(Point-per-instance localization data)
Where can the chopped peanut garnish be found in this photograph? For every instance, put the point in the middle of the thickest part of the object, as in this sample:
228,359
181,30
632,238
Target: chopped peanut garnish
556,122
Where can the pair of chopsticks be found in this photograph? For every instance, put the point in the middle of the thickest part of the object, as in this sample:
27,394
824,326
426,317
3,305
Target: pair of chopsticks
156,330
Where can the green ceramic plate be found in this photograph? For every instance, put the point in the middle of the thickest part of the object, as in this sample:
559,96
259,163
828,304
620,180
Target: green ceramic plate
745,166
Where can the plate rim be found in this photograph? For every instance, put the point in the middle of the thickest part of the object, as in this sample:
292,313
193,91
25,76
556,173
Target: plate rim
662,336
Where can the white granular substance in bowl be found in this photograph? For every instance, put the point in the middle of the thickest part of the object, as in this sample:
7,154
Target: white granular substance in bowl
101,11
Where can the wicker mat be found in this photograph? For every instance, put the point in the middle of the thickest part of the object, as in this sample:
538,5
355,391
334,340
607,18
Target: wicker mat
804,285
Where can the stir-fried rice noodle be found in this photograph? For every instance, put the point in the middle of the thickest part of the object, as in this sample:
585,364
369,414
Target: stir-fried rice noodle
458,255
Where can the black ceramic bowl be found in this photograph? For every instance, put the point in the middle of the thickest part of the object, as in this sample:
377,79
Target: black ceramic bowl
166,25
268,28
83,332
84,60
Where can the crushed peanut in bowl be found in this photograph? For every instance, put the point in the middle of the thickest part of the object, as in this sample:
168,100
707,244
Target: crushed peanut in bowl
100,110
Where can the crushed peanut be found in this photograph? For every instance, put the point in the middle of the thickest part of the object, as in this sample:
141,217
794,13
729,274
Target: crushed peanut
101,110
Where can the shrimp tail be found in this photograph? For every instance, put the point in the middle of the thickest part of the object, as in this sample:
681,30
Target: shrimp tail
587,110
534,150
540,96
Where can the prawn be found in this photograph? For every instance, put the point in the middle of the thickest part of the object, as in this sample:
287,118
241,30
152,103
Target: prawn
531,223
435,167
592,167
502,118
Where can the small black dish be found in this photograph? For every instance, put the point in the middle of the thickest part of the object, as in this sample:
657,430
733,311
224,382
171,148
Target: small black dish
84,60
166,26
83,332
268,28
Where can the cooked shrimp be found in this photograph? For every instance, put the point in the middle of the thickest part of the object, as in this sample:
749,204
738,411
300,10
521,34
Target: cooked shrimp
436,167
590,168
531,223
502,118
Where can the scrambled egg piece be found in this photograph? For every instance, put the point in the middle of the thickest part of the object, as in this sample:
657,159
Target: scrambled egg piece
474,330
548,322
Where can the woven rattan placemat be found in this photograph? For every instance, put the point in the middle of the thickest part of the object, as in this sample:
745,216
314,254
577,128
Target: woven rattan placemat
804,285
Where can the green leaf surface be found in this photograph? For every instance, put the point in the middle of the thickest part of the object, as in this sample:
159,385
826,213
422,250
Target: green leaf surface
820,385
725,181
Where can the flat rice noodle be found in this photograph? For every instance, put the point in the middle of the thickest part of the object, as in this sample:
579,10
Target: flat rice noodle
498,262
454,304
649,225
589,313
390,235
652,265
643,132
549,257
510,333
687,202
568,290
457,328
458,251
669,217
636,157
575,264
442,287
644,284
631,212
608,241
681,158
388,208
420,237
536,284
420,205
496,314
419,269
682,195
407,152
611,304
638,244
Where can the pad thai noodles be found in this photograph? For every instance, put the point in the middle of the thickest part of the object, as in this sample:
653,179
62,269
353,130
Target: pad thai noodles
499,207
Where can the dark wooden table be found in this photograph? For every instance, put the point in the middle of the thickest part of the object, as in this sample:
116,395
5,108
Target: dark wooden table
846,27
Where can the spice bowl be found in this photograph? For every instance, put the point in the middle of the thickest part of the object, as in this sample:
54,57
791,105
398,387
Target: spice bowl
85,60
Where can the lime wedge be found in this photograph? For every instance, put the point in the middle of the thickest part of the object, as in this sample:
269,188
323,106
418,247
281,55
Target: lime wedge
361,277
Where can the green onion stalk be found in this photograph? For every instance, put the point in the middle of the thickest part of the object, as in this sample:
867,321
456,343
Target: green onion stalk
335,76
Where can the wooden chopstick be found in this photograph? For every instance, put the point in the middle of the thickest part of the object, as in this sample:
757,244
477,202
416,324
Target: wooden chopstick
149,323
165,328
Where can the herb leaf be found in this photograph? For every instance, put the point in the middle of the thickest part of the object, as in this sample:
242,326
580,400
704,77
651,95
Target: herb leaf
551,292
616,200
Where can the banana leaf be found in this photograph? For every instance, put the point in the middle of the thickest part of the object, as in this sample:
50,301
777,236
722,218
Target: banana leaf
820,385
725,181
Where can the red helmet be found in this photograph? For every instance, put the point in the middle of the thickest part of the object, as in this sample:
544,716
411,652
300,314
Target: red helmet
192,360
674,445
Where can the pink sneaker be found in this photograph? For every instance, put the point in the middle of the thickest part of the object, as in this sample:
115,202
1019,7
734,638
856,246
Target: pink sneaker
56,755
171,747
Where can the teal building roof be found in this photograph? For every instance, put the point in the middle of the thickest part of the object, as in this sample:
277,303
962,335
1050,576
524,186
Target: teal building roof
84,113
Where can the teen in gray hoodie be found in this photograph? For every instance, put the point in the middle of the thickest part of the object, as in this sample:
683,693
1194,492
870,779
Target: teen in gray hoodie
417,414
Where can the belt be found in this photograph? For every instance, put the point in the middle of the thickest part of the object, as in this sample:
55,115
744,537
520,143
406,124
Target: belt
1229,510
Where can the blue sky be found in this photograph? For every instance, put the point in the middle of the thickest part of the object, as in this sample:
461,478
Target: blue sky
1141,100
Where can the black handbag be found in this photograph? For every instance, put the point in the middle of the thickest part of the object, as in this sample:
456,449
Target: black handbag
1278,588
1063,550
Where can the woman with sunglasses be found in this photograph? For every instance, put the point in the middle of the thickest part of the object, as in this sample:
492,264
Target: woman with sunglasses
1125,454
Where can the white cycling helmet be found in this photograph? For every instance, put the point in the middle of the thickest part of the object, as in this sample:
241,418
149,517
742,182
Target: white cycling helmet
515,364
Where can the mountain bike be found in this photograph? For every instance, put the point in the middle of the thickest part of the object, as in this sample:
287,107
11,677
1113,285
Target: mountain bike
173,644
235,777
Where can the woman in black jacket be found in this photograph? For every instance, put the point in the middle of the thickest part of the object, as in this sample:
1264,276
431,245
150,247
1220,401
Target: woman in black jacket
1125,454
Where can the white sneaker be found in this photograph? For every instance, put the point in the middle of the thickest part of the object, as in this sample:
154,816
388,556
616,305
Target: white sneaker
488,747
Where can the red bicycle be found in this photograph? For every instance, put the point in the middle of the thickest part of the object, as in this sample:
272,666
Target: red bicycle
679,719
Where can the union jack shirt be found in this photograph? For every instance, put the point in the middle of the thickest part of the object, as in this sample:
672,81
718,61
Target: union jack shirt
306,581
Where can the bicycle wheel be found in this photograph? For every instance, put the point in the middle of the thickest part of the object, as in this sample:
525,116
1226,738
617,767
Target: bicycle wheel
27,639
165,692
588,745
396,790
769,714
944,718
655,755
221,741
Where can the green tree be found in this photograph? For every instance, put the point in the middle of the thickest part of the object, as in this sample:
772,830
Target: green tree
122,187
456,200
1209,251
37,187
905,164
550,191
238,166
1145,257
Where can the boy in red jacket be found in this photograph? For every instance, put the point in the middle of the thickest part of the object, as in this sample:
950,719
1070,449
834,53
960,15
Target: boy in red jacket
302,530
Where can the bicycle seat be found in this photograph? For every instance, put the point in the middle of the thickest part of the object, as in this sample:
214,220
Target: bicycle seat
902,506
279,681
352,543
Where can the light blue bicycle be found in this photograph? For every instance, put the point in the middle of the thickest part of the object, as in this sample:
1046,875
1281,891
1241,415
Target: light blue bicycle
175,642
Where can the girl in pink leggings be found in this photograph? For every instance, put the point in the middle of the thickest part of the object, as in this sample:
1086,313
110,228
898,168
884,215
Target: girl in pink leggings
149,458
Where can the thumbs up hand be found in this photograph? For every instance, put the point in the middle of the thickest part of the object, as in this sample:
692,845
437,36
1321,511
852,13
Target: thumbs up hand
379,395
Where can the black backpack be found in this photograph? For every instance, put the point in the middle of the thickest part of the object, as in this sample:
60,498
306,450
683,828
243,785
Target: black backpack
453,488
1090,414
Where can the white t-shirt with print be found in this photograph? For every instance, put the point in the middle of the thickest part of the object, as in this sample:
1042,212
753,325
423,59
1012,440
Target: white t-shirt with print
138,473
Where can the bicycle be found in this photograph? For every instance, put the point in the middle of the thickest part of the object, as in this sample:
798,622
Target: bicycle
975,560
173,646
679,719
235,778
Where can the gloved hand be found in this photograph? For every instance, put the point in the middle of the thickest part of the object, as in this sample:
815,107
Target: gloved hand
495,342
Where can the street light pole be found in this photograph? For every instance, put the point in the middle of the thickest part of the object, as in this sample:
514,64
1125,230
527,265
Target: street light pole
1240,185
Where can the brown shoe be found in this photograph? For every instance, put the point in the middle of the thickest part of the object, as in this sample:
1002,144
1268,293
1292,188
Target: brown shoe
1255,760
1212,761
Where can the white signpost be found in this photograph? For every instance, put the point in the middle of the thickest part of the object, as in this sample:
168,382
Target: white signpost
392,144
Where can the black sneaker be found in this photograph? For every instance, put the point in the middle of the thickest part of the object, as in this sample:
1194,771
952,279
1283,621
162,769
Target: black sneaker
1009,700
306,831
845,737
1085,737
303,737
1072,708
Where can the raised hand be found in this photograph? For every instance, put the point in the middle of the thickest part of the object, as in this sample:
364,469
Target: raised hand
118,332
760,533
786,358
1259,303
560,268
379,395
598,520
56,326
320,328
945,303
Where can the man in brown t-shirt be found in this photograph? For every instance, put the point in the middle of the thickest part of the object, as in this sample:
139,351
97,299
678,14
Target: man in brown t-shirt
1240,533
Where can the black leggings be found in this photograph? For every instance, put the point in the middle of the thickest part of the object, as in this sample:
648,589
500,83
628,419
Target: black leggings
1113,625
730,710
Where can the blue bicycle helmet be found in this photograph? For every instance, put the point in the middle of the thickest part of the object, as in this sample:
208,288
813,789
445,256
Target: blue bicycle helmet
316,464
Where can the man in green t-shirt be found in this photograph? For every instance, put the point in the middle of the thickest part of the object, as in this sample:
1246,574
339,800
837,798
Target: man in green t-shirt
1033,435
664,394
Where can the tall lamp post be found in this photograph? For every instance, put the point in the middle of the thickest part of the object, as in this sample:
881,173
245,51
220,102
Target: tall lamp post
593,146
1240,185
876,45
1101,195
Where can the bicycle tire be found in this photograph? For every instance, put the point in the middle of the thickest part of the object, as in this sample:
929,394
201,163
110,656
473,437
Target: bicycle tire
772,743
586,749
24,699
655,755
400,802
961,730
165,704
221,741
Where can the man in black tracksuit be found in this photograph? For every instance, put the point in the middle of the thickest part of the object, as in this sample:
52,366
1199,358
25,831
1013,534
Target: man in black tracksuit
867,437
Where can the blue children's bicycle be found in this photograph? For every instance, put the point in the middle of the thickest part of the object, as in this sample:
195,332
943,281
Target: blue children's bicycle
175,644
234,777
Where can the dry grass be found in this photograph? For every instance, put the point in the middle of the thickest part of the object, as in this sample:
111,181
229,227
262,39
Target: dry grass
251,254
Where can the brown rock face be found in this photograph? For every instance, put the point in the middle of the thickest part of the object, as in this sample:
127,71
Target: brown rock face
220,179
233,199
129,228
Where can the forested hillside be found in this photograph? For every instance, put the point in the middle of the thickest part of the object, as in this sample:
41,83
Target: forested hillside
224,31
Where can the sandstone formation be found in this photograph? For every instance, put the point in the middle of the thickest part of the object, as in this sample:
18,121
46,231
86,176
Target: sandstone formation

**What you have to do**. Across the entries above, how many lines contain "sandstone"? Provide only the count.

**Solution to this problem**. 2